> [本文抜粋]
カステッラマーレ・ディ・スタビア(Castellammare di Stabia・カステッラマーレと呼ばれています)は観光ガイドブックにはなかなか載らない人口5万人の町。ナポリからソレント方面に入る手前に位置します。古代ローマ時代はStabiae(スタビアエ)と呼ばれ、実際当時の邸宅「Villa Arianna」や中世の城も残る歴史深い町でもあります。西暦79年のヴェスヴィオ山噴火の火山灰で埋もれたポンペイの町はあまりにも有名ですが、8キロ離れたこのエリアも被害を被りました。

鉄道Circumvesuviana線の駅を出ると正面に「カッサ・アルモニカ」が見えてきます。カッサ・アルモニカとは19世紀末から20世紀初頭の野外音楽堂で、この一時期に流行った建築でもあり、イタリアをはじめ欧州のところどころに残っています。2020年は中止となってしまった神戸のルミナリエの代替策としてイタリアから神戸に送られたことで、知っている方も多いかもしれません。

ナポリ中心地にある市営公園にも有名なものがありますが、「世界で一番エレガントな」と言われているのが1900年に建てられたこのカステッラマーレの「カッサ・アルモニカ」です。細い柱で支えられた繊細さが特徴の建築です。

この町ではかつて、今も町の人々の飲料水として欠かせない自然の炭酸水をはじめ、病気の人や術後の人の治療用である、鉄分や亜鉛が入ったかなりクセのあるお水など、20種類以上の水が涌き出ていました。
治療用の水を販売し、かつセラピー用プールも備えていたテルメ・ディ・スタビア(Terme di Stabia)は2015年に閉館したものの、2020年夏より営業を再開の見込みとなりました。しかしコロナの影響や諸問題で現在は再び休館となっています。一方飲料水を供給する水汲み場は町に3ヶ所あります。そのひとつがFonte Acqua della Madonnaで、ここから出る微炭酸でくせのない水は大人気で、大きなペットボトルをたくさん抱えた人々が24時間訪れています。しかも水は汲み放題で無料!肝臓にも良いらしいです。

左右の長い棒状のビスケットが伝統的なもの。
アレンジして砂糖をかけたバージョンもある。

水が美味しい!ということでカフェやお菓子類も美味しいことで知られています。海沿いを散歩しながらのバール立ち寄りや菓子店を覗いたりも楽しいです。一番有名なお菓子はBiscotti di Castellammare (カステッラマーレのビスケット)で、乾パンに似たお菓子で、棒状の物が一般的です。町には多くのビスケット専門店があります。土地柄船乗りや漁師の町であることから、彼らが長い航海に持っていける日持ちのするお菓子として1850年頃生まれました。ほどよい甘さがたまりません!

> [データ抜粋]
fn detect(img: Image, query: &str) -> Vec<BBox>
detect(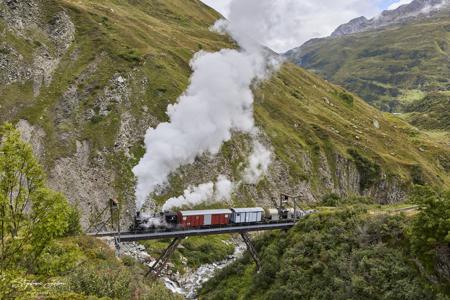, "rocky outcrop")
[331,0,450,37]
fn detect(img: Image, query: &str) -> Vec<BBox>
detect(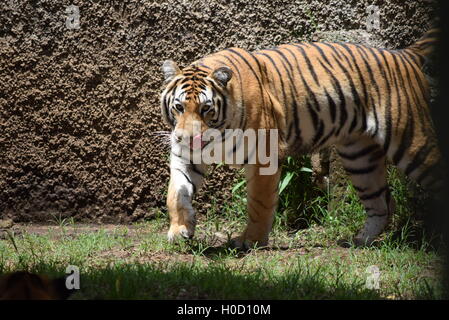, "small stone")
[0,219,14,229]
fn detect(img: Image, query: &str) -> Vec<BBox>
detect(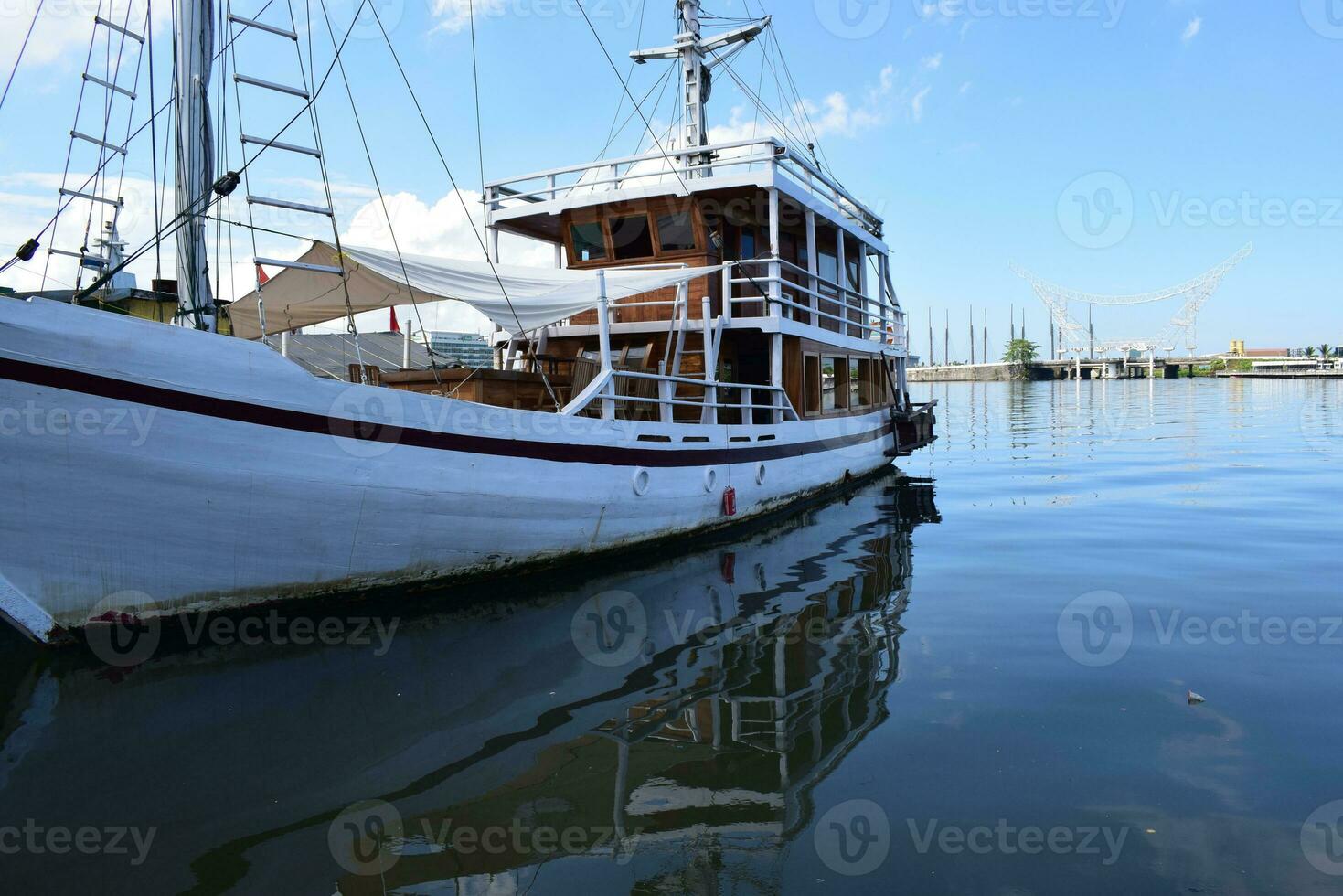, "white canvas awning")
[229,241,722,338]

> [解答する設問]
[1] 本文について、次の問いに答えてください。
(a) カステッラマーレの人口は何人ですか。
(b) カステッラマーレの「カッサ・アルモニカ」は何年に建てられましたか。
(c) Biscotti di Castellammareはいつ頃生まれましたか。
[2] 本文の「ナポリ中心地にある市営公園に」から「以上の水が涌き出ていました。」までを、「カッサ・アルモニカ」を「野外音楽堂」に替えて書き直してください。
[3] 次の記述は本文の内容と合っていますか。それぞれ「はい」か「いいえ」で答え、判断の根拠となる本文の言葉をそのまま引用してください。
(a) テルメ・ディ・スタビアは現在営業している。
(b) Fonte Acqua della Madonnaの水は無料で汲める。
(c) 飲料水を供給する水汲み場は町に5ヶ所ある。
資料は本文とは関係ありません。

> [この練習の解答]
[1]
(a) 5万人
(b) 1900年
(c) 1850年頃

[2]
ナポリ中心地にある市営公園にも有名なものがありますが、「世界で一番エレガントな」と言われているのが1900年に建てられたこのカステッラマーレの「野外音楽堂」です。細い柱で支えられた繊細さが特徴の建築です。

この町ではかつて、今も町の人々の飲料水として欠かせない自然の炭酸水をはじめ、病気の人や術後の人の治療用である、鉄分や亜鉛が入ったかなりクセのあるお水など、20種類以上の水が涌き出ていました。

[3]
(a) いいえ。「しかしコロナの影響や諸問題で現在は再び休館となっています。」
(b) はい。「しかも水は汲み放題で無料!」
(c) いいえ。「一方飲料水を供給する水汲み場は町に3ヶ所あります。」